STATED EXERCISE 1:
Which lines of the records contain the string "tire"? Show each of them in full, treating uppercase and lowercase as different.
STATED EXERCISE 2:
Continue the album reviews, starting right after their final line.

9 KD Lang (Watershed)
I refuse to put a name in lower-case, but besides that, she's the best.  Most singers this good make it all about the vocals, but the songs themselves are awesome.  If you like music, this is for you.  "Coming Home" is great.  KD Lang is the closest thing to a sure thing in music.

10 Randy Newman (Harps & Angels)
When I was 15, I wanted to be Randy Newman.  I was jealous of his Epstein-Barr Syndrome, which matches my work ethic perfectly.  All I can say is this is the same old Randy Newman.  Same old tired, warmed-over stuff like "Potholes" and "Easy Street" that sounds just like 15 other ones (makes the Family Guy parody of him seem that much more accurate).  But still the same old Randy Newman with great odd string arrangements & killer lyrics like "A Few Words ..." and "A Piece Of The Pie"?

11 Fleet Foxes (Fleet Foxes)
Folky & trippy, think Surfjan Stevens meets The Moody Blues meeting the 1880s.  It's got a really reverby sound, in a good way, like it costed just $500 to record it at a dude's house, which works.  Sure, there's gonna be a backlashing where saying they're your favorite band at a cocktail party would (rightfully) be literally ridiculous, but in the privacy of your own home when you're not dancing or entertaining, it's mood appropriate.

12 Lucinda Williams (Little Honey)
Even more than KD Lang, Lucinda Williams is the surest thing in music.  She's got a distinctive style (like Tom Petty) that never degenerates into complete formula.  This CD isn't quite as reflective as 2007's West, which I loved.  More uptempo goodies like "Real Love" and toe appers like "Well Well Well".  If you've ever liked her, then get this.

13 Brian Wilson (That Lucky Old Sun)
Now that he finished sMiLe, Brian Wilson can start making music really using modern technology.  It's really hard to argue against considering him a genius.  Sure, sometimes a genius can go off the rails for a second, like an occasional childish lyric or the narratives on luCkY olD SuN (and I keep thinking that "Believe In Yourself" is a modern update of Robert Evans 1980 court-ordered public service announcement song).  But when the drums get going here with off-the-wall harmonies, half of me is smiling and other half wants to throw a shoe at Mike Love for robbing the world of stuff like this for 30 years.  More on that anti-Love score from The Bigfellas in the "Senor Amor" song, coming soon.  

14 David Byrne and Brian Eno: (Everything That Happens Will Happen Today)

(Dataset rows)
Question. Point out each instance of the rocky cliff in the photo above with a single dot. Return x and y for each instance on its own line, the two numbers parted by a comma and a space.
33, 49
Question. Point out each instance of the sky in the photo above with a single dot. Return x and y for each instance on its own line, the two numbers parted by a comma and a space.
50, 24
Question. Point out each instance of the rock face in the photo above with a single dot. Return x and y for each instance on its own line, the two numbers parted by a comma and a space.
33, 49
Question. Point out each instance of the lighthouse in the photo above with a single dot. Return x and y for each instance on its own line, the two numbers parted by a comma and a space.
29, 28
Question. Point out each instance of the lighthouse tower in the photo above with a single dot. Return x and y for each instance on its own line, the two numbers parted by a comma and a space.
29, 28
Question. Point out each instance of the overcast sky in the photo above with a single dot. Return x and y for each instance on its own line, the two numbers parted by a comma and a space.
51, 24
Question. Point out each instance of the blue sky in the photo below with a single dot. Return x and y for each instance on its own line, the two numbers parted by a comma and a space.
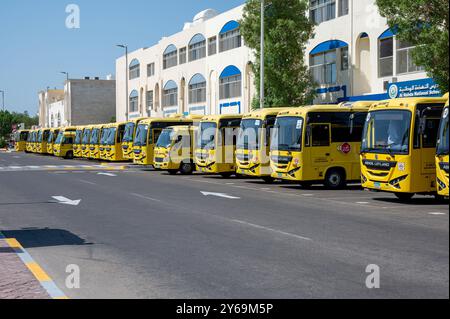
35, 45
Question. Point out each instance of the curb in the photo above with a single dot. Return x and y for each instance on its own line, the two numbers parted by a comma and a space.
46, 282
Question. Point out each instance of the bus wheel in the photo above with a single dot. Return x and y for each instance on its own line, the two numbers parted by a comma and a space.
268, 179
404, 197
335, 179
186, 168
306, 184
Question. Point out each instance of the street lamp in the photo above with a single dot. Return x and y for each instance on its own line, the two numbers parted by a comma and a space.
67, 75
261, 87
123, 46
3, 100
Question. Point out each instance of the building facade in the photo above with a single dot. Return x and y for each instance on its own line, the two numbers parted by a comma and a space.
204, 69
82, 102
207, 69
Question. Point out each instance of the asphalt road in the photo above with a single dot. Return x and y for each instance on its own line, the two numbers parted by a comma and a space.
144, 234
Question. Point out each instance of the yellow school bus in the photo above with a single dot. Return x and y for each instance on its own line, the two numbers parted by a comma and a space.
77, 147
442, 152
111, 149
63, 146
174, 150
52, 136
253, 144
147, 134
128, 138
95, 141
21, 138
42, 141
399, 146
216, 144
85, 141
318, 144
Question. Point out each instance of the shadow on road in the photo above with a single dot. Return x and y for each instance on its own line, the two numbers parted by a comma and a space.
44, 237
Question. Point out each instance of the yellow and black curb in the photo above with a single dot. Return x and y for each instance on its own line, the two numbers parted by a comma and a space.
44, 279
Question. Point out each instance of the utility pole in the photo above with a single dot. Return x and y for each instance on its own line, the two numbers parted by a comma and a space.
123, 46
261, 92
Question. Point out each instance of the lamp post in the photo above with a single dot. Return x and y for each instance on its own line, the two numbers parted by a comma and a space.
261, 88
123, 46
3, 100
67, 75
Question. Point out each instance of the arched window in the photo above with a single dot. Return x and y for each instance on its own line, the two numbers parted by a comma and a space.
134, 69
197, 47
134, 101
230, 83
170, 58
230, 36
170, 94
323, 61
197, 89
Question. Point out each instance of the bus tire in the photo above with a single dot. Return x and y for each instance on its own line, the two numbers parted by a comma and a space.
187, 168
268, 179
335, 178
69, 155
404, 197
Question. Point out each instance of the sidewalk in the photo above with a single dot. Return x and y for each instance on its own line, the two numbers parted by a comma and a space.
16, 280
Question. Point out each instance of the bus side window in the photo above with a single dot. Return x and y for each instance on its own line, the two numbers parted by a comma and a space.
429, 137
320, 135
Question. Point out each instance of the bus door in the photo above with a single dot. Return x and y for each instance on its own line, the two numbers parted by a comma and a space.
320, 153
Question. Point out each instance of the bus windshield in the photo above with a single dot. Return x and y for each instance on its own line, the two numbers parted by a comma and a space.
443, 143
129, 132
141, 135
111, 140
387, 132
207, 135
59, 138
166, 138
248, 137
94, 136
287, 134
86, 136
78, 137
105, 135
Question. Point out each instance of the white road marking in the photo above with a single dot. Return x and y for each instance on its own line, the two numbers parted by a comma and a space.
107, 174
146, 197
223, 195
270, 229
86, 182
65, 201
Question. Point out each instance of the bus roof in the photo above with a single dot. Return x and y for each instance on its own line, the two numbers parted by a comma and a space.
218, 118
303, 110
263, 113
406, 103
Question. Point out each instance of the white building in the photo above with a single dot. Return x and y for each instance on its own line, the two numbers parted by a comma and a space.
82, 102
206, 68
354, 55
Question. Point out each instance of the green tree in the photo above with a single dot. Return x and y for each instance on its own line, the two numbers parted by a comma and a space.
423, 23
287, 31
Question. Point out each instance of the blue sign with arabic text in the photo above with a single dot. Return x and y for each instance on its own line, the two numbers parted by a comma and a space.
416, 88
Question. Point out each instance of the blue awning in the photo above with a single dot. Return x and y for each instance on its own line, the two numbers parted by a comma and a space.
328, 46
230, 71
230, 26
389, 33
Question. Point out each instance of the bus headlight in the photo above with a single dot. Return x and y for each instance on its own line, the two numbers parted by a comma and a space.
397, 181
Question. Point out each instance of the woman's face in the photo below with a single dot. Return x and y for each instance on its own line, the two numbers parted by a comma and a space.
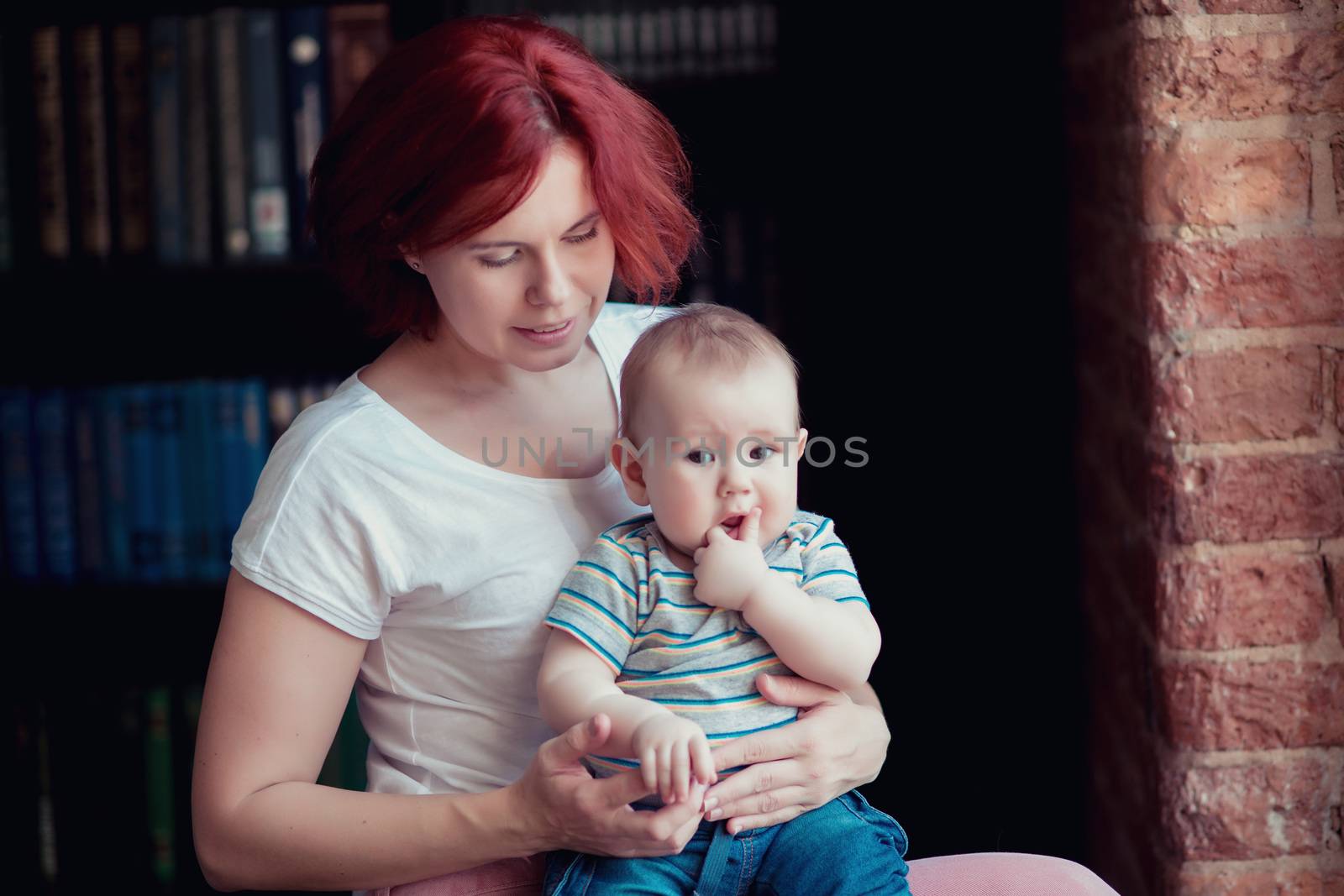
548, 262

---

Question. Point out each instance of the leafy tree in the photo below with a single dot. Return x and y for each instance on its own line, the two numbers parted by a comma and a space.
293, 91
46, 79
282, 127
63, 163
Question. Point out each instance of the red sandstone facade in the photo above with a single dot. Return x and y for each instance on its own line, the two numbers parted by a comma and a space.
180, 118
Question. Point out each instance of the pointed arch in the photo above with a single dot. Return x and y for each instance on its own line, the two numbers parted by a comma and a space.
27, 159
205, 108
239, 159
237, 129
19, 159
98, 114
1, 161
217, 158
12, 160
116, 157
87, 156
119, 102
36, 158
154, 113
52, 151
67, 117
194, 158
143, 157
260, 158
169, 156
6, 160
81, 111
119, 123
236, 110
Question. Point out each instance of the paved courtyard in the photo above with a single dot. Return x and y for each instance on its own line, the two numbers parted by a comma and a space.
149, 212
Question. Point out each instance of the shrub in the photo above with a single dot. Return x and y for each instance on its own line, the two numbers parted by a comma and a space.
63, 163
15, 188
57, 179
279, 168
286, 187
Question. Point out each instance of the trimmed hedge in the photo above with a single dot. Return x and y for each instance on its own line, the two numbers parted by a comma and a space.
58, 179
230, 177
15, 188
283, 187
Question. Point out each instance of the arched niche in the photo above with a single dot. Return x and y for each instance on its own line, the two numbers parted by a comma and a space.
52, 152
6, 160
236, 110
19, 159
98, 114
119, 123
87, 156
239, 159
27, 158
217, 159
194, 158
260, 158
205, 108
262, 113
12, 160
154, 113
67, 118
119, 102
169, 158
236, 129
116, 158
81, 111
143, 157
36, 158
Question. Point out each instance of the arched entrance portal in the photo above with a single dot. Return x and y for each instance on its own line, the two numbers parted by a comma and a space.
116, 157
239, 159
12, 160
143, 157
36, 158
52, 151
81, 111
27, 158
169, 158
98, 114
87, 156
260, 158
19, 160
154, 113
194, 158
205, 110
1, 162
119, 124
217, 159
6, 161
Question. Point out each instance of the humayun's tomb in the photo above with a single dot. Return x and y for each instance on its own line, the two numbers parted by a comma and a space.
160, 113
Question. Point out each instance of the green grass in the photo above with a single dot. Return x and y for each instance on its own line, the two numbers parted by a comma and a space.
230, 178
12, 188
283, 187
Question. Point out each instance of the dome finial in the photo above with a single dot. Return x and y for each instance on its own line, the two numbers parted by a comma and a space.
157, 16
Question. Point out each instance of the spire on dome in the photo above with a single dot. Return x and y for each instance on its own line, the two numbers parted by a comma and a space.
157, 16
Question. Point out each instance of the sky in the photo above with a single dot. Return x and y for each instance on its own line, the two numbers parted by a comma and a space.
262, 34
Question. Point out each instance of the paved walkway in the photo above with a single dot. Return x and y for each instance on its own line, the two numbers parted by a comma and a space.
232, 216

WRITTEN REPLY 1:
Question. Point out each instance of the bus tire in the photo above with a single dot. Return x and y for each instance on its own line, the two numbers parted by a comma and a space.

WRITTEN REPLY 2:
Maybe I'm shallow, but I had been scarred by too many Byrne-Eno collaborations on ambient music albums, so I was leery of this.  I shouldn't have been.  It's all accessible, "Strange Overtones" and "Home" are downright exciting, the rest is good.  It ain't Remain In Light but then again, what is?

15 Guns N' Roses (Chinese Democracy)
This is a funny one; it took about 15 years, went through about 15 different members of Guns N' Roses, dozens of versions of tracks released on the interwebs.  All the while Axl Rose kept chugging away on these songs, as major music trends were coming and going.  This almost sounds like a historical sampler of rock as it existed from 1994 to 2008.  "Catcher In The Rye" and "If The World" lets me pretend what a world with Guns N' Roses would have been like in 1995 and 2000, respectively.  But I still think these guys are complete knuckleheads.

16 TV On The Radio (Dear Science,)
This CD is so almost exciting that I almost consider myself almost a big fan of this almost great band.  I almost like the faux dance and almost funk.  Almost.

17 The Hold Steady (Stay Positive)
Critics are falling over themselves likening Craig Finn to Springsteen.  Hold on, Hold Steady.  It's good, but it is all starting to sound the same.  It's still good rock that I would like as much on a lyrics sheet.  Personally, they peaked for me a little while ago; they're like Cake who are basically putting the same record out for a long while under their brand, which is generally good.  Good.

18 Gnarls Barkley (The Odd Couple)
There's no "Crazy" here, so most people don't care.  I do.  "Who's Gonna Save My Soul" is a great song.  There's lots of goofy funk that's not totally jokey.  Prediction: Within five years Gnarls Barkley makes a great album and Outkast is nothing but a Jeopardy! answer (or question).

19 Joan Osborne (Little Wild One)
Her career has been detonated by goofball record company legal actions and way too many covers albums, but I love her voice and want her writing more originals which is what worked on Relish.  It's early, I've had this less than a week, but for starters I enjoy "Can't Say No".  

20 Alejandro Escovedo (Real Animal)
If you haven't heard The Hold Steady, don't bother.  Otherwise, bombs away, you'll like it.  This and the Mudcrutch album are   the musical equivalent of chicken fried steak.





BEST SINGLES
(not on albums listed above)
------------
* M.I.A. "Paper Planes" - Or was this technically 2007?  It was a single this year, so who cares - pure excitement, and it makes "Straight To Hell" retroactively even better for me.
* Vampire Weekend "M79" - Despite what critics think, I don't believe that everything this new indie band does is dipped in gold.  But this song is.
* Alanis Morisette "In Praise Of The Vulunerable Man" - Where did this pop masterpiece come from, in the middle of a preachy & boring album?  Get this song.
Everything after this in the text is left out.